--- START ---

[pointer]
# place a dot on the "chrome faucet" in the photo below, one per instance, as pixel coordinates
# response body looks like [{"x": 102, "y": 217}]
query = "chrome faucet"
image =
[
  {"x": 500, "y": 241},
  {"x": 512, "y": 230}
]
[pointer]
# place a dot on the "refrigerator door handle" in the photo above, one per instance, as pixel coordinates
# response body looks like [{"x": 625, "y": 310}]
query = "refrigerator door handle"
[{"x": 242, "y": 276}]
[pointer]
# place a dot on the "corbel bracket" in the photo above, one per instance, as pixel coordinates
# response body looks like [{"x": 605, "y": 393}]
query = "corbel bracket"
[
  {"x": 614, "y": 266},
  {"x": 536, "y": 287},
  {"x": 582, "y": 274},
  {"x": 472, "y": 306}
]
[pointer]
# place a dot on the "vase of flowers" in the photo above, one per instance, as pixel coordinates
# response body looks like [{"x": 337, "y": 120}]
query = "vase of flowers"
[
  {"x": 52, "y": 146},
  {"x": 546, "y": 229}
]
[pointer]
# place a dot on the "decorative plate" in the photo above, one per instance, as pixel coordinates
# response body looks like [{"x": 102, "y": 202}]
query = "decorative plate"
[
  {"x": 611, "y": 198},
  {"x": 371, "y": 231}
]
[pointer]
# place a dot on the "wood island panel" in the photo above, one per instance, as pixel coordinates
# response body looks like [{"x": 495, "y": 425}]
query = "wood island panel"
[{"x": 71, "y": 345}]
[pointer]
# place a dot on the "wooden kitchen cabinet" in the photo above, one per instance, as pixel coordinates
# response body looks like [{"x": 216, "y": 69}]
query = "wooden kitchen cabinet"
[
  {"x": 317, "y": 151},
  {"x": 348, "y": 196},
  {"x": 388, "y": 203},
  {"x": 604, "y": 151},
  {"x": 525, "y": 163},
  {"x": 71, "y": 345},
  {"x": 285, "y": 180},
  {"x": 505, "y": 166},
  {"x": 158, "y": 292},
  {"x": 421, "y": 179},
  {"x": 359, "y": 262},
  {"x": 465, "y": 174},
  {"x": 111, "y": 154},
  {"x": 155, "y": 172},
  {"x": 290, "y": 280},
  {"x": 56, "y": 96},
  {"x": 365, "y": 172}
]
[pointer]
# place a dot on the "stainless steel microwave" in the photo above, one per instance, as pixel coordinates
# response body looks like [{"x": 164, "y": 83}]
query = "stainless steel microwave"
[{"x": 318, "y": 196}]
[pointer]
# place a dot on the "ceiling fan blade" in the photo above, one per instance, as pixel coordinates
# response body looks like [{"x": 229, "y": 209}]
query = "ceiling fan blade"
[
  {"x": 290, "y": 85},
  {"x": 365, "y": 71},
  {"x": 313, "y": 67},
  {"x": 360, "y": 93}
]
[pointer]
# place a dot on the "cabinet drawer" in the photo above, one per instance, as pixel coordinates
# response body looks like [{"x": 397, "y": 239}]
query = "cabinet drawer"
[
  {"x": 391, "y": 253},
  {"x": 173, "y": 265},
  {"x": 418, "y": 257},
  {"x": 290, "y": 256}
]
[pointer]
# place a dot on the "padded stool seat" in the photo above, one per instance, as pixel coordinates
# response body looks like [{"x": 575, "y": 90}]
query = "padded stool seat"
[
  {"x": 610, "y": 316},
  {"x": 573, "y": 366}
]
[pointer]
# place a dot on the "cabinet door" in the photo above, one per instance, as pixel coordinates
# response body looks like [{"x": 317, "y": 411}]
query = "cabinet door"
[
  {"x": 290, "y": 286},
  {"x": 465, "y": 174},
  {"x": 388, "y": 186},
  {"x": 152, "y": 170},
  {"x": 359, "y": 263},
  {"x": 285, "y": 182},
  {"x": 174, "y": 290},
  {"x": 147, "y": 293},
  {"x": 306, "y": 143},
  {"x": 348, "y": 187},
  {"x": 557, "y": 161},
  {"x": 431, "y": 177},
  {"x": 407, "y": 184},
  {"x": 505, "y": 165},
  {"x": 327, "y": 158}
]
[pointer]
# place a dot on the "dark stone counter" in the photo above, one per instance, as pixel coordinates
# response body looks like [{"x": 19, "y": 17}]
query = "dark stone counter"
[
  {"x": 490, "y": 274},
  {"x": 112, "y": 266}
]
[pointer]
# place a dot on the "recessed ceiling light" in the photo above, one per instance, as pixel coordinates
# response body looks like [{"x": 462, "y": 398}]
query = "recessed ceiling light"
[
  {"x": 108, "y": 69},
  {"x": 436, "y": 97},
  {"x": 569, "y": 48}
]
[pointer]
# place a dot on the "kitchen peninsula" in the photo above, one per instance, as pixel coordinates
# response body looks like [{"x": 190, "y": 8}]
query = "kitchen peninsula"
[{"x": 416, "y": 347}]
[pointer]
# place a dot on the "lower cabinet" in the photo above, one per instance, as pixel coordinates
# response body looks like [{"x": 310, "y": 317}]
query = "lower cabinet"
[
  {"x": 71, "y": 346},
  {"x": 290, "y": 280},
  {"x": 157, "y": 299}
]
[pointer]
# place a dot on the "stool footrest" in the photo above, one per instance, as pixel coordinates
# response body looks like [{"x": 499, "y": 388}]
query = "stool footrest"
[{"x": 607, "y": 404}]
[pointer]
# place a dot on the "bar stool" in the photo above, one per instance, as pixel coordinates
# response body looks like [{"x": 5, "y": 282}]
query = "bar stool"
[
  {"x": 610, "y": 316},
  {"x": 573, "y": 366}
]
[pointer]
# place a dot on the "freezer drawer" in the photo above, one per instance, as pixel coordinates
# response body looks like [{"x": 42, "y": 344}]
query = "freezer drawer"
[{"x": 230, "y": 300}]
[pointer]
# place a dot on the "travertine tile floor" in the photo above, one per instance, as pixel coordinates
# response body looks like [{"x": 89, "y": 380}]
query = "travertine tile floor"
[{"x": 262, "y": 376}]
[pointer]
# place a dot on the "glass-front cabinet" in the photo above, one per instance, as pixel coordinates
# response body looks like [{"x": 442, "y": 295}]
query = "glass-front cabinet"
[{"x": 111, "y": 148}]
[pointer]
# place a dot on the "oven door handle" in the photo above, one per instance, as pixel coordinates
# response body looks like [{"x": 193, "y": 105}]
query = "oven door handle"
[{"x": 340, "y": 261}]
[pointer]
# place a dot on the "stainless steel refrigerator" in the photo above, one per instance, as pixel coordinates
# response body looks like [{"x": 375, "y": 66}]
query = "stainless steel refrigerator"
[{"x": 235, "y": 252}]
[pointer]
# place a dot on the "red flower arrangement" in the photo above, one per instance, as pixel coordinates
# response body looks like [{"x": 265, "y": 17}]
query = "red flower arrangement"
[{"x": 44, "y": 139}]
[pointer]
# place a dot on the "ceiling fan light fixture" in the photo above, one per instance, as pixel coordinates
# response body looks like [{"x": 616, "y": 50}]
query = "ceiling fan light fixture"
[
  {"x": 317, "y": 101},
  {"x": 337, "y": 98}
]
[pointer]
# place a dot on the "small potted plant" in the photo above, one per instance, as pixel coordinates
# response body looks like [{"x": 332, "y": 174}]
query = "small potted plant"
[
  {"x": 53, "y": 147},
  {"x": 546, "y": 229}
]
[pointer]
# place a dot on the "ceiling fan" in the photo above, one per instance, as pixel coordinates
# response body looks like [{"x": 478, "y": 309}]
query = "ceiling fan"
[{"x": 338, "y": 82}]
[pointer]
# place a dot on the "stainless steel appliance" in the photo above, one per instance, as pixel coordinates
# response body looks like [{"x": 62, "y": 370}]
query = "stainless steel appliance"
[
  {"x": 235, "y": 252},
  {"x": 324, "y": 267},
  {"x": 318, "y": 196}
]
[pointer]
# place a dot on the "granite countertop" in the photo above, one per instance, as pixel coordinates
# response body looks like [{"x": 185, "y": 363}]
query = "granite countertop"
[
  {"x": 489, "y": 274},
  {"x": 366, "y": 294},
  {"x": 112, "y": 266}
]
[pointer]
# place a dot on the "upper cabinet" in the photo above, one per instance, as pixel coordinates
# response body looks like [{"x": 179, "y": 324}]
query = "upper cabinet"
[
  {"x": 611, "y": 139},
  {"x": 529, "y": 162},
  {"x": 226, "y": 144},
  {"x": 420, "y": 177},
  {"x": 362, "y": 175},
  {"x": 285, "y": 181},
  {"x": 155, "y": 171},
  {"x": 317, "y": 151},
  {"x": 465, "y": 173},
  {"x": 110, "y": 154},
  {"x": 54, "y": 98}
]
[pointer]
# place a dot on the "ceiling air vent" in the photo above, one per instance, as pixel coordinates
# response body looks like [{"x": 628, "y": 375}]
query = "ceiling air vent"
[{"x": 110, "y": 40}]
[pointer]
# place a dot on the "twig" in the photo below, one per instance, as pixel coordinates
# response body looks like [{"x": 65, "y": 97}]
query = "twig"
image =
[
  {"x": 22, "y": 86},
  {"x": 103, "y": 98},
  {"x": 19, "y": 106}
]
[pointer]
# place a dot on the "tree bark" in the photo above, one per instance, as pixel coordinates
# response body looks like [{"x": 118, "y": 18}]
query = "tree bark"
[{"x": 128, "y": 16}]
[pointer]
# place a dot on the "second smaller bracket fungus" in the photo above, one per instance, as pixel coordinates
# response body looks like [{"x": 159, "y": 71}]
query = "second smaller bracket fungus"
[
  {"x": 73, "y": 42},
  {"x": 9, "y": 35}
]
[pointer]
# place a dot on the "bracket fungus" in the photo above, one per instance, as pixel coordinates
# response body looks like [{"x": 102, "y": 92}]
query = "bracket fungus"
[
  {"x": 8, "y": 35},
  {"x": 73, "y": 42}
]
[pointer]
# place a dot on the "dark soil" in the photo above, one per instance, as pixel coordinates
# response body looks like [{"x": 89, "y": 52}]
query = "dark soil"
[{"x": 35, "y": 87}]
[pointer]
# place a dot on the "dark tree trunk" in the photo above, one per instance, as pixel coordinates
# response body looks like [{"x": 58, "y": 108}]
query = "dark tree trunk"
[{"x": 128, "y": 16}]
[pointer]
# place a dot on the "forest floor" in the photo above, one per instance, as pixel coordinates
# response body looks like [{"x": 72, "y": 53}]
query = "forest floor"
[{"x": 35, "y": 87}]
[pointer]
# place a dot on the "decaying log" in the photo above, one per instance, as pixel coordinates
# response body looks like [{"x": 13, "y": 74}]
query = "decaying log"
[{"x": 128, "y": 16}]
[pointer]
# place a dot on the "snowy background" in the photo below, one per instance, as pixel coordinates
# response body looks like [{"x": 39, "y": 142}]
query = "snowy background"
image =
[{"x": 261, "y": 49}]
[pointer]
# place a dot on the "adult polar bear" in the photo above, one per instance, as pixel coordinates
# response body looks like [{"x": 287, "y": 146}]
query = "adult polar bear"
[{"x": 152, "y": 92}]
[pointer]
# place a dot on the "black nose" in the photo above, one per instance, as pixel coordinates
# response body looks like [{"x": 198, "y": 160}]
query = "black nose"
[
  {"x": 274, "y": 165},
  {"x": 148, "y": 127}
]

--- END ---

▶ Task requirements: Which lines of the data contain the string "background"? Copy each of them.

▶ Exercise output:
# place a dot on the "snowy background" in the photo below, one per instance, as pixel coordinates
query = "snowy background"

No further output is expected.